§ **SUMBER**
/---
Artikel ini ditulis oleh Hendrajit, pengkaji geopolitik, Global Future Institute.
Ketidaktahuan adalah aib. Namun menghalangi publik untuk mengetahui adalah penghianatan.
Kembali saya mengulas Freeport. Kali ini melalui temuan intelijen menarik dari Greg Poulgrain dalam karyanya The Incubus of Intervention, Conflicting Indonesia Strategist of John F Kennedy and Allen Dulles.
Ada banyak hal yang baru yang belum terungkap ke publik. Cerita tentang geopolitik Papua yang mana orang asing ternyata lebih mengenali kekayaan sumberdaya alam negeri kita daripada kita sendiri.
Antara lain yang patut disorot ada di bab I. Jika benar temuan ahli geologi asal Belanda Jean Jacques Dozy bahwa konsentrat emas di pegunungan Ertsberg itu adalah 15 gram per ton, maka ketika Freeport Sulphur (pendahulu Freeport Indonesia) pada pasca kejatuhan Presiden Sukarno mendapat konsesi Kontrak Karya dari pemerintahan Presiden Suharto, maka perusahaan milik Dinasti Rockefeller itu sejatinya merupakan perusahaan tambang emas terbesar di dunia.
Lho, bukankah penghasil tambang emas terbesar di dunia adalah Afrika Selatan? Kalau merujuk pada temuan Dozy pada 1936, ternyata tidak juga.
Sebab di Witwatersrand Afrika Selatan ternyata hanya menghasilkan konsentrat emas 7,5 gram per ton. Berarti, tambang emas di Papua dua kali lipat lebih besar daripada di Afrika Selatan.
Menurut saya kejahatan Freeport di sini adalah, bahwa temuan Dozy pada 1936 itu tetap dirahasiakan dan jadi informasi ekslusif klan bisnis Rockefeller dan perusahaan Belanda yang berkongsi dengannya di Papua sejak 1920-an, melalui sebuah perusahaan kongsi yaitu Netherlands New Guinea Petroleum Company atau NNGPM.
Di permukaan terkesan ini korporasi milik Belanda sepenuhnya meski berkongsi dengan perusahaan Amerika. Namun temuan Poulgrain mengungkap bahwa NNGPM mayoritas kepemilikan saham 60 persen milik dinasti Rockefeller Standard Oil of California dan Standard Vacuum Oil (Stanvac). Sedangkan Belanda hanya memiliki 40 persen.
\---
§ **BAHAN YANG DISEDIAKAN**
/---
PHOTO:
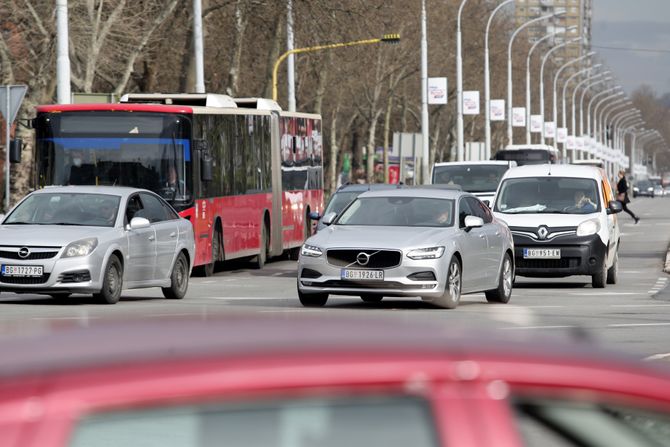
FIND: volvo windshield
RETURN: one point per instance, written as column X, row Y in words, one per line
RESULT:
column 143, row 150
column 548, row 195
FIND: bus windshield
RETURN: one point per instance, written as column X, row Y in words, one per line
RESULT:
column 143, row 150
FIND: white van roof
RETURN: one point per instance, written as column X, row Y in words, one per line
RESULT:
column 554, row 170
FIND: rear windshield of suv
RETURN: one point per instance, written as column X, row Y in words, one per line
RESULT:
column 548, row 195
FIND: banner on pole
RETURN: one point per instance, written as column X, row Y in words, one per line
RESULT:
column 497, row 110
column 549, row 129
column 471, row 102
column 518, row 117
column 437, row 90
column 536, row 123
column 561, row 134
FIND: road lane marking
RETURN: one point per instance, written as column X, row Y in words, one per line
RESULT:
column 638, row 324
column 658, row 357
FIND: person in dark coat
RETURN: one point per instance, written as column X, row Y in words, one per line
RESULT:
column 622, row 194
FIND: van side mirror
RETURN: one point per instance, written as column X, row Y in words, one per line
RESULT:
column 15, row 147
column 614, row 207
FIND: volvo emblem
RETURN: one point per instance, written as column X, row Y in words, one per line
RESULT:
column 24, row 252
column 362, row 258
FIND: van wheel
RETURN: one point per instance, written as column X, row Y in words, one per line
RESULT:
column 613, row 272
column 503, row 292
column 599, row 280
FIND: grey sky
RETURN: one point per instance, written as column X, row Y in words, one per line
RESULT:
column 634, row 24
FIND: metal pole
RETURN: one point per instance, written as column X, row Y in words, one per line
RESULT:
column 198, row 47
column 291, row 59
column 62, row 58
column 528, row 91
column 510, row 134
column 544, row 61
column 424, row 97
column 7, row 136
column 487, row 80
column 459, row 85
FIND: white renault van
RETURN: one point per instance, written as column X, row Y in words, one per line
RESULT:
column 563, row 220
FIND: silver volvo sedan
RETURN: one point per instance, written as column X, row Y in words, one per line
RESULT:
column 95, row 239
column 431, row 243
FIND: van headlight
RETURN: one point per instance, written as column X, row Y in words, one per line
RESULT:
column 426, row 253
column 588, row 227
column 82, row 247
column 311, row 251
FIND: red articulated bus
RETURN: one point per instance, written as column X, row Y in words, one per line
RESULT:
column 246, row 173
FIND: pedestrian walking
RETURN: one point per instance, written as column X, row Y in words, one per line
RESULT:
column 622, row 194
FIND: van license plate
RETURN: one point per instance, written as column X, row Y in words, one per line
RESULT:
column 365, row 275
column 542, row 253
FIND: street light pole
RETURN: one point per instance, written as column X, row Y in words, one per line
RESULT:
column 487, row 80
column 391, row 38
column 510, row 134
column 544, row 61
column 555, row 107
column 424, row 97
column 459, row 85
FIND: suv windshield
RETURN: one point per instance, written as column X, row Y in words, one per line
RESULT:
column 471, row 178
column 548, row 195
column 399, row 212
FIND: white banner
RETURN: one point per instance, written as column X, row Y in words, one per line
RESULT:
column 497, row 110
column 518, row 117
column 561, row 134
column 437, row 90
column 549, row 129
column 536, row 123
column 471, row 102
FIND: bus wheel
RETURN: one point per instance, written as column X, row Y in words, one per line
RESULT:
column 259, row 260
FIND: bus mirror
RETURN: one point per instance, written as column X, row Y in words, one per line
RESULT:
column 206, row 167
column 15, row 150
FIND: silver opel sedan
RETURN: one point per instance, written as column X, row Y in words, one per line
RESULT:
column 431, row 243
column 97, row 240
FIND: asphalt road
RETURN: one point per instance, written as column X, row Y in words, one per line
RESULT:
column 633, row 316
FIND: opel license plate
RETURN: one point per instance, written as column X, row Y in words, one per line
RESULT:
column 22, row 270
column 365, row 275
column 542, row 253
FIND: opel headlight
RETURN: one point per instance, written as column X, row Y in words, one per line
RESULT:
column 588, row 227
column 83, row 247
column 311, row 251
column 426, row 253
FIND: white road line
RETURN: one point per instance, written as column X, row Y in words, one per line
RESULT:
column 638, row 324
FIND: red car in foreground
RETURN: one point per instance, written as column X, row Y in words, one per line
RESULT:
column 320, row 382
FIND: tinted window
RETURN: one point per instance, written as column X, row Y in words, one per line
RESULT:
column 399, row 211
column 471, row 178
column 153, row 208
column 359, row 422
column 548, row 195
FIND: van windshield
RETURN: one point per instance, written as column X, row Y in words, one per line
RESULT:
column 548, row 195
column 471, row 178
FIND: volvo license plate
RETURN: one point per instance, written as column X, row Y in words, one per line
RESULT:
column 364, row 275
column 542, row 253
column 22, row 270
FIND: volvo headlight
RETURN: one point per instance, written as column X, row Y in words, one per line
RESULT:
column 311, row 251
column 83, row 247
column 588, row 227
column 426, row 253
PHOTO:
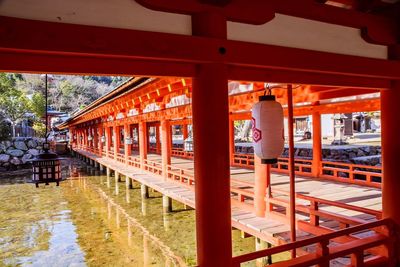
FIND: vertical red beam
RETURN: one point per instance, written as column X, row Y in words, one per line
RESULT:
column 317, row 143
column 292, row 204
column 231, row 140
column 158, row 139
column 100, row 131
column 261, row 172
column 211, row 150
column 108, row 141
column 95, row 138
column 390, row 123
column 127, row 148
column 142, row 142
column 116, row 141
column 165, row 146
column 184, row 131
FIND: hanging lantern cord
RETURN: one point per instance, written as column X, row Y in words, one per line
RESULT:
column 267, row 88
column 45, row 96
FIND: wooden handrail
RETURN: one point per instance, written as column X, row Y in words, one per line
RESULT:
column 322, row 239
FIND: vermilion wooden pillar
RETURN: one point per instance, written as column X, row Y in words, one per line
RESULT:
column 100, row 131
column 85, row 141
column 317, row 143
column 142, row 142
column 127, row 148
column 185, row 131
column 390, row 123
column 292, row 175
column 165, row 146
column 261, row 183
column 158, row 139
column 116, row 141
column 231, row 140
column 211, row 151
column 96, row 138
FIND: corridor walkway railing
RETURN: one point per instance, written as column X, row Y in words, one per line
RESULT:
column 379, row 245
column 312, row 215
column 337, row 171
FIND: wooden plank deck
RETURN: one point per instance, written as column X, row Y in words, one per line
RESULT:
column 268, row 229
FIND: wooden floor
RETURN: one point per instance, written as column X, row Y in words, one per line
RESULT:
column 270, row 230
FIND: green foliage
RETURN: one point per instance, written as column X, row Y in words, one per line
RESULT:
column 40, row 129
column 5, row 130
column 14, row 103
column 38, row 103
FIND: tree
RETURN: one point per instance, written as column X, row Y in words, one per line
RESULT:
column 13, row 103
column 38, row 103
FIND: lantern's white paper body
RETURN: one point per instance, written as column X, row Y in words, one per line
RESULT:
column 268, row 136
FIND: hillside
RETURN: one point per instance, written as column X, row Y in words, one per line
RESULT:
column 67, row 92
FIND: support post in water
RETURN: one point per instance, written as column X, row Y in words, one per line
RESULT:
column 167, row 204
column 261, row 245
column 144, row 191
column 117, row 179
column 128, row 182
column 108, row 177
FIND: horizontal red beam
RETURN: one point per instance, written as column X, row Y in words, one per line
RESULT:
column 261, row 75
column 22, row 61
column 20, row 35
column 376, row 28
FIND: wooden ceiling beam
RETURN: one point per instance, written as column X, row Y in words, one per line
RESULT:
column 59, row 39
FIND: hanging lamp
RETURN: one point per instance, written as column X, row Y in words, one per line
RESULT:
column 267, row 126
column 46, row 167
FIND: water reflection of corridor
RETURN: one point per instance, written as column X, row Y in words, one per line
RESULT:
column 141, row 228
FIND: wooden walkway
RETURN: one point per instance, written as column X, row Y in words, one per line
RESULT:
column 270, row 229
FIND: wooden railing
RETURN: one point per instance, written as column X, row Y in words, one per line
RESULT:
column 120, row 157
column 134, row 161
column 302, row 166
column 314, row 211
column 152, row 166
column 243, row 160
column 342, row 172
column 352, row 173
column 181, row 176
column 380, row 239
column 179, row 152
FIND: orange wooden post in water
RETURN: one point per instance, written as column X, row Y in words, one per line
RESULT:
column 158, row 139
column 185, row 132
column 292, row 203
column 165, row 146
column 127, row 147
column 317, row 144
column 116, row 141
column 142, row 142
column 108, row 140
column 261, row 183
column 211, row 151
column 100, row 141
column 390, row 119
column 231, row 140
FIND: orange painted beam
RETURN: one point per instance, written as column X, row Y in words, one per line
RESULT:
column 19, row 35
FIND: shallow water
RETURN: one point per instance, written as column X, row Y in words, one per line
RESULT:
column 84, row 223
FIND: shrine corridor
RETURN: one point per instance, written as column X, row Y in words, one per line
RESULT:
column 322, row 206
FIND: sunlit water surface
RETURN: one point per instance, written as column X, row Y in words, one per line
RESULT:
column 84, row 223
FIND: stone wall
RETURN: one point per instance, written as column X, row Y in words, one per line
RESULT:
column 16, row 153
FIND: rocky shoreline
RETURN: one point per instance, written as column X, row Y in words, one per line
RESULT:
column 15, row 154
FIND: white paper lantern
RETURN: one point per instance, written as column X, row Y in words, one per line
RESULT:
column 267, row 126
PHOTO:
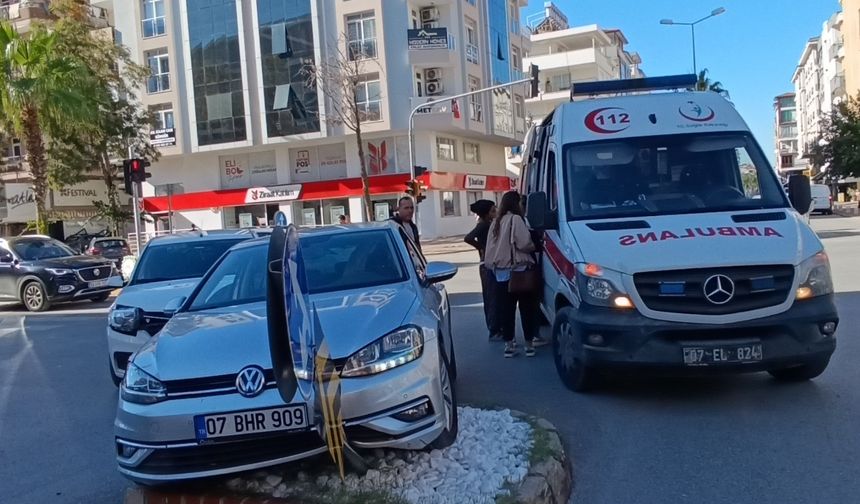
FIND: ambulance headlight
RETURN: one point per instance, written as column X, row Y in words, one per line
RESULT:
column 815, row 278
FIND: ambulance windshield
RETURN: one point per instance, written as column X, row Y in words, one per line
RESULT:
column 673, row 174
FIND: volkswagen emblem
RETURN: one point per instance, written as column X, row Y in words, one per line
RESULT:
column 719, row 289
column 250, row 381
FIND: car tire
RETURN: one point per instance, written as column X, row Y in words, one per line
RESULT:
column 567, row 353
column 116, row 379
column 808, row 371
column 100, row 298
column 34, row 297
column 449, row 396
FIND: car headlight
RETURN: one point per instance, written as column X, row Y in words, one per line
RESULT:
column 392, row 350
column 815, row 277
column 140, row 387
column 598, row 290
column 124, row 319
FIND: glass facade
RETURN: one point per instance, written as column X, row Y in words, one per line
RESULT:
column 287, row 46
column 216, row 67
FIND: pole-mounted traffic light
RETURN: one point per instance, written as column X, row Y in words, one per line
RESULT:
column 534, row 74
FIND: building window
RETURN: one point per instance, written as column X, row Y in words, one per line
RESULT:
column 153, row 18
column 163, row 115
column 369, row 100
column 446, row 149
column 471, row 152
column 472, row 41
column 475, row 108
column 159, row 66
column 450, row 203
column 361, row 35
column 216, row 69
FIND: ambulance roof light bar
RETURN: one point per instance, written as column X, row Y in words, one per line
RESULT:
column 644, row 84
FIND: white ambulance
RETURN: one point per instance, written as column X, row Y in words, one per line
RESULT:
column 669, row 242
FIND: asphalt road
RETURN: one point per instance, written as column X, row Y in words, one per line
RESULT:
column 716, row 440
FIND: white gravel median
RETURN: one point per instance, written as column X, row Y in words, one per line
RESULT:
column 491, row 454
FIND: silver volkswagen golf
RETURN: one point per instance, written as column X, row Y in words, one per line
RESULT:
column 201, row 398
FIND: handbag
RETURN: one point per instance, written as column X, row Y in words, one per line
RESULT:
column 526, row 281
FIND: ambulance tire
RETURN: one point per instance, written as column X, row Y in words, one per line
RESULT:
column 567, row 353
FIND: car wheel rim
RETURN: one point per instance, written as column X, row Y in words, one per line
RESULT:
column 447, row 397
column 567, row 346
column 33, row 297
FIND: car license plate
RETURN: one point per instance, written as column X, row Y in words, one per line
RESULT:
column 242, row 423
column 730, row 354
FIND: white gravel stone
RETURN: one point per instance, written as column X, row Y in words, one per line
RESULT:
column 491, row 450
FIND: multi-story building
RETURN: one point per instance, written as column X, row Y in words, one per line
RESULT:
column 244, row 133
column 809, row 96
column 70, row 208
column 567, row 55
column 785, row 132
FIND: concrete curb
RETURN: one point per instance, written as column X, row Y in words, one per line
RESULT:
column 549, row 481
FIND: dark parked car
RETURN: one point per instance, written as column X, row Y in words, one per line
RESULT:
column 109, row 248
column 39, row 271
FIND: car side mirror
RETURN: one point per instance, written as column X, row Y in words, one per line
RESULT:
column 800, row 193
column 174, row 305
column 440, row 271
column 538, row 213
\---
§ **PETUNJUK TUGAS**
Kutip secara persis bagian artikel tentang Freeport yang dimulai dengan "Sebab di Witwatersrand" dan berlanjut hingga "di Afrika Selatan.".

§ **JAWABAN LATIHAN**
Sebab di Witwatersrand Afrika Selatan ternyata hanya menghasilkan konsentrat emas 7,5 gram per ton. Berarti, tambang emas di Papua dua kali lipat lebih besar daripada di Afrika Selatan.